## Short problem
Count the lines in the material below that contain the string "every", with case treated as significant. Give only the resulting number.

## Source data
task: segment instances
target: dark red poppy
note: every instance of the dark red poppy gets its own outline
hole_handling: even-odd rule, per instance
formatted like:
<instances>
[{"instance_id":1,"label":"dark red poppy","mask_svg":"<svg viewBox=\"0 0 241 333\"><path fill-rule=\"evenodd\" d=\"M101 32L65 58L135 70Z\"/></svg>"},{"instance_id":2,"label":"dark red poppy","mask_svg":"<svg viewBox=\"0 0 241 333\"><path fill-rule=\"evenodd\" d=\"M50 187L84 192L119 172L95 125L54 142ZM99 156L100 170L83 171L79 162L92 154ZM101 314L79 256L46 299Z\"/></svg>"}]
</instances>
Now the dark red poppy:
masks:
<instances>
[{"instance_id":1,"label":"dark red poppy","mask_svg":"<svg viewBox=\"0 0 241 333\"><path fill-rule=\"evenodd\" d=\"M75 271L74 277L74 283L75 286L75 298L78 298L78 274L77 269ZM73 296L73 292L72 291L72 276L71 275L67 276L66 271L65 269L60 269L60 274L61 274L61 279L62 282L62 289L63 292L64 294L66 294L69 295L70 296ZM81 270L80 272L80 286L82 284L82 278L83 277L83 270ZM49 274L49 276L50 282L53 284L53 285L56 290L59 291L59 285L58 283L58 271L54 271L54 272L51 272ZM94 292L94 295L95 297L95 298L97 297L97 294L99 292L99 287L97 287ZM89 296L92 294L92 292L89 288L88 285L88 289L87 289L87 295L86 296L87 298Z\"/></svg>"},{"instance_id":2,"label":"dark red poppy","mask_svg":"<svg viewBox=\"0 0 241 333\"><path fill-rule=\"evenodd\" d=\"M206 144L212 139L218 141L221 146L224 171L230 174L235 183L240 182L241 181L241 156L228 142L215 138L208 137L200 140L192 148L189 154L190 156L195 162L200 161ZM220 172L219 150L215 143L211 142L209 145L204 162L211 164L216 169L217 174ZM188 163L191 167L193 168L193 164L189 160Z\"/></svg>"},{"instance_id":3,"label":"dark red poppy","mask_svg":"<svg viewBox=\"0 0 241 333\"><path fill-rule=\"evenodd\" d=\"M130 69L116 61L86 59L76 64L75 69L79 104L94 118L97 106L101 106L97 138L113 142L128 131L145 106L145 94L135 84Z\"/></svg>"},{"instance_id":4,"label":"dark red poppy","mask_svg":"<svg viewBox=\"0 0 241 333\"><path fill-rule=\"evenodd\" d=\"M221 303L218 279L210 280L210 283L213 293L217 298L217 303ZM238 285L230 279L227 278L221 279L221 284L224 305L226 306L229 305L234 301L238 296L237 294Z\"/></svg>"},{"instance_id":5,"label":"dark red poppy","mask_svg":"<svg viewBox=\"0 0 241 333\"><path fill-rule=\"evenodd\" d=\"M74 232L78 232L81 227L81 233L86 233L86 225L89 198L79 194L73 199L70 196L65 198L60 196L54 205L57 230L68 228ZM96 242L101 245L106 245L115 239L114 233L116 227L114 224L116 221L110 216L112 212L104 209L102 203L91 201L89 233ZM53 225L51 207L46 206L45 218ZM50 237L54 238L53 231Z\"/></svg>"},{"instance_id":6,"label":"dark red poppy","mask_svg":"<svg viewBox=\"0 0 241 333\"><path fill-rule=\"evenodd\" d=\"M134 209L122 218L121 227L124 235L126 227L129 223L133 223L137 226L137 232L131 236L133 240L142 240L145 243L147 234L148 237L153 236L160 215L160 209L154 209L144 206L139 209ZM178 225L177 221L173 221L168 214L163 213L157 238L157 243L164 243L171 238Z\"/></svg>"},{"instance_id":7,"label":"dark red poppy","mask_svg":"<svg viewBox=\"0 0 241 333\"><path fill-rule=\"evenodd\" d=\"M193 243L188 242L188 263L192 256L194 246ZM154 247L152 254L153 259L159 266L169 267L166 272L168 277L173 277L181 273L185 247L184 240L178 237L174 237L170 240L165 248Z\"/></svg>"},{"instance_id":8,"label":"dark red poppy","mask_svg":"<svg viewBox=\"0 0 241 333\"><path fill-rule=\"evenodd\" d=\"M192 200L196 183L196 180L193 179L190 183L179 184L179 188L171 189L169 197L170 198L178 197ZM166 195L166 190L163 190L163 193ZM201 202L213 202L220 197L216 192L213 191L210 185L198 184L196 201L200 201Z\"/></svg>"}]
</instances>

--

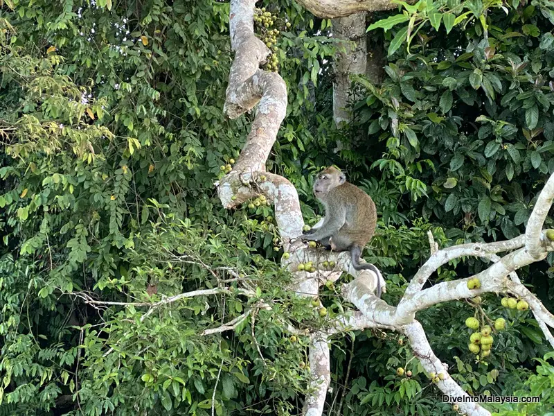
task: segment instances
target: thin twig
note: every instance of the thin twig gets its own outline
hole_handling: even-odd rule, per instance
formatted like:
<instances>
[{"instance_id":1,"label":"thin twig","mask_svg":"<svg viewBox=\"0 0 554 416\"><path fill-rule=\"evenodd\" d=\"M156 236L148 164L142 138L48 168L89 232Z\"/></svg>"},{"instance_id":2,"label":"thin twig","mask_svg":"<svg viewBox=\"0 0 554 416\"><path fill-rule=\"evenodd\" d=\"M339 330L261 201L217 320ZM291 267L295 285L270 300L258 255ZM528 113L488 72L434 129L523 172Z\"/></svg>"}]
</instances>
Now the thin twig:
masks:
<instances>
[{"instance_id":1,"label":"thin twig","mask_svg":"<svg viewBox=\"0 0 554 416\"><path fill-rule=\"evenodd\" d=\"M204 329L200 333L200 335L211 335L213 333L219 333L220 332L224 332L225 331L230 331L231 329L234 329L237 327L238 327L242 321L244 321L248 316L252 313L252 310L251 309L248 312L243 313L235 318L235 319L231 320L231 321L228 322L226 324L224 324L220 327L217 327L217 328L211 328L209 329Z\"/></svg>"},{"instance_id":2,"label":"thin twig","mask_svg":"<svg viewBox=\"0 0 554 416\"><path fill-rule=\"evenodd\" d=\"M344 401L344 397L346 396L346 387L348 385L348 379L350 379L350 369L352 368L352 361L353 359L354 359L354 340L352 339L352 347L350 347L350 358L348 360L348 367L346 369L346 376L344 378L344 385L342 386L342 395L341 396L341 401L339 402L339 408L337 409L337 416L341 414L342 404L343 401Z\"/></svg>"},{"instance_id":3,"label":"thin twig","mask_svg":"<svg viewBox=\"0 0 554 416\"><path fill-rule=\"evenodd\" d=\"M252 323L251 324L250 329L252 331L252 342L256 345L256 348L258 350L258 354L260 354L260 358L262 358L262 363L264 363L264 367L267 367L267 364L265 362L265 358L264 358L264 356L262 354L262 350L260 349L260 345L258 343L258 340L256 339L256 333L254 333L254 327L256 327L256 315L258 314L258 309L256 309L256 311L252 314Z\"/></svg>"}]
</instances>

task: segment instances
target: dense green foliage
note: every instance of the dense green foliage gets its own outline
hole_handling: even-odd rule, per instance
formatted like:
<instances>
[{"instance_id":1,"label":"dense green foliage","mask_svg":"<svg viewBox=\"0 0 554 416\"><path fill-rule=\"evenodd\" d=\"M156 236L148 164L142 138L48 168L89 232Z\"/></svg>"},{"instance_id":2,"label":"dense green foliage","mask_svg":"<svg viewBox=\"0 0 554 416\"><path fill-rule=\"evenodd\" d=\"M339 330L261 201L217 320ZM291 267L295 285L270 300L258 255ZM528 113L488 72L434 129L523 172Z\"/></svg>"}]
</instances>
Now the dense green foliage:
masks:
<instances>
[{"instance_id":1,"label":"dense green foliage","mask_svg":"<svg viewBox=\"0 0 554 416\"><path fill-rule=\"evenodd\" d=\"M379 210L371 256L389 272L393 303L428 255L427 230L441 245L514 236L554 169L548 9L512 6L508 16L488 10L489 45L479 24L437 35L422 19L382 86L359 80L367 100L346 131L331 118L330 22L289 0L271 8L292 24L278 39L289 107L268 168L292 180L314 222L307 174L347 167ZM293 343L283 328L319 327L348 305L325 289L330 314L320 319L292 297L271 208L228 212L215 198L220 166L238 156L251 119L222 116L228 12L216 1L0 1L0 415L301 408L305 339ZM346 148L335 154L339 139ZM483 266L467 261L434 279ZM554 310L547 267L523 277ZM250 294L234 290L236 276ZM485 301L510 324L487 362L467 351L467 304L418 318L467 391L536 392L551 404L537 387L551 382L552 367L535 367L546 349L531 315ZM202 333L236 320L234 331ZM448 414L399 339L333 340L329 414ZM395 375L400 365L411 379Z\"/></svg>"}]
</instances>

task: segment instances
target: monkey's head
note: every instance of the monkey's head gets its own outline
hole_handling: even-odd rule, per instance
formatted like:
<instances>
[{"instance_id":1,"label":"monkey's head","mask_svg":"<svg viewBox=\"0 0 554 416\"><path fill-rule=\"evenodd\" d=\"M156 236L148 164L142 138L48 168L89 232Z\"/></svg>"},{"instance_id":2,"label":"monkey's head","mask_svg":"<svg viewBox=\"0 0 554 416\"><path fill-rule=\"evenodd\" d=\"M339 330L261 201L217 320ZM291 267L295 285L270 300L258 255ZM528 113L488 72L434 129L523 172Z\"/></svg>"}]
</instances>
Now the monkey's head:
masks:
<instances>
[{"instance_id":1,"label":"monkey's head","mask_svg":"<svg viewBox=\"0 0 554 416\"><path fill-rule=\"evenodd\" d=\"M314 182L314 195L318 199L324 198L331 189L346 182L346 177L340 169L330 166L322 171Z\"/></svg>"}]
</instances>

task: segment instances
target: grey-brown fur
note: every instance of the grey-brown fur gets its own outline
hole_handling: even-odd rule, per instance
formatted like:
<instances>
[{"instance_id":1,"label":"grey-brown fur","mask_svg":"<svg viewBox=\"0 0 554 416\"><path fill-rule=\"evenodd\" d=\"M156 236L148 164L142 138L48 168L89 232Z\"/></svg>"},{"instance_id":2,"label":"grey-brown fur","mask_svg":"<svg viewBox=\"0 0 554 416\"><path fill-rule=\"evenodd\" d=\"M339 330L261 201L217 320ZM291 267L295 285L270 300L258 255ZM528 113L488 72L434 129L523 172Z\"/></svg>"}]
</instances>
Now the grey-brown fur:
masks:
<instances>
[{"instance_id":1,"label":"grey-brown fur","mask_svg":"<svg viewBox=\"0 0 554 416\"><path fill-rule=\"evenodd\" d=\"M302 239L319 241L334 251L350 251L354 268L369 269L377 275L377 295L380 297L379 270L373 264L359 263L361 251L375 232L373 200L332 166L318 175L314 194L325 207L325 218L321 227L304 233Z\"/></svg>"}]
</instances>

* * *

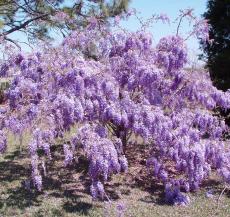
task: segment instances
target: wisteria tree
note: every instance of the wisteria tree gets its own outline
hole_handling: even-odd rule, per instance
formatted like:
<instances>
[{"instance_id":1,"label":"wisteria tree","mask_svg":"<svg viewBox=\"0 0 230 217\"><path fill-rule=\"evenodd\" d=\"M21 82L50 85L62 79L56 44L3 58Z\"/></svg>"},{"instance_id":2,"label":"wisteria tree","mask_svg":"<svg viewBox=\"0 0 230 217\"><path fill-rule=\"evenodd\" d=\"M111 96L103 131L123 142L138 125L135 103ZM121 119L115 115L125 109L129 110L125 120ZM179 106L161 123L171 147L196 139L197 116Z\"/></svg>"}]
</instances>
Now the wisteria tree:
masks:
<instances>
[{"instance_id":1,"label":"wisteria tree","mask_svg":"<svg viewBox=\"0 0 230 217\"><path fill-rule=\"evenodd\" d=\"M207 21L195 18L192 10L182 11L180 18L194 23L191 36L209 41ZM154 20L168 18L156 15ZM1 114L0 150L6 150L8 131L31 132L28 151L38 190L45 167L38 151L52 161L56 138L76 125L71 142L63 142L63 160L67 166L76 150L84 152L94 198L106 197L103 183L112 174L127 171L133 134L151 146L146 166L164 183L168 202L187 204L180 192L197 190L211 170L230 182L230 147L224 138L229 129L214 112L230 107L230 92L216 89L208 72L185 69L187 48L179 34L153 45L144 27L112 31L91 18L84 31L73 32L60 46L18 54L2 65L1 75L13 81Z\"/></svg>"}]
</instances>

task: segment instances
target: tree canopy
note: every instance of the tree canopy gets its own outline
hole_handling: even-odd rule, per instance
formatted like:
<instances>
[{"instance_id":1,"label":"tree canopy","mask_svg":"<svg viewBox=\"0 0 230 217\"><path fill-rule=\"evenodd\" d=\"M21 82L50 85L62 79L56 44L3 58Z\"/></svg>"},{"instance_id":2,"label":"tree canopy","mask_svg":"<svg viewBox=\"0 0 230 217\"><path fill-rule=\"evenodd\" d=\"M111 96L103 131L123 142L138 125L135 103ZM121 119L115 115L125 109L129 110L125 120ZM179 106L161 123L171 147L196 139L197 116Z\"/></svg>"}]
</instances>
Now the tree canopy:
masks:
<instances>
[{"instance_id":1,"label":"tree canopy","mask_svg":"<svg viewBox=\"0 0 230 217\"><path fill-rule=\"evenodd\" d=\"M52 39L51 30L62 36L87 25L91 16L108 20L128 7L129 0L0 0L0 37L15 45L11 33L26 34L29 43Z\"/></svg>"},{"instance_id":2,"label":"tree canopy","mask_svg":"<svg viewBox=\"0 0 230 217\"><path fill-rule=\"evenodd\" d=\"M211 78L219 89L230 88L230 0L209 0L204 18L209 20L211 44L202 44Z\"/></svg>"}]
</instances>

## Worked solution
7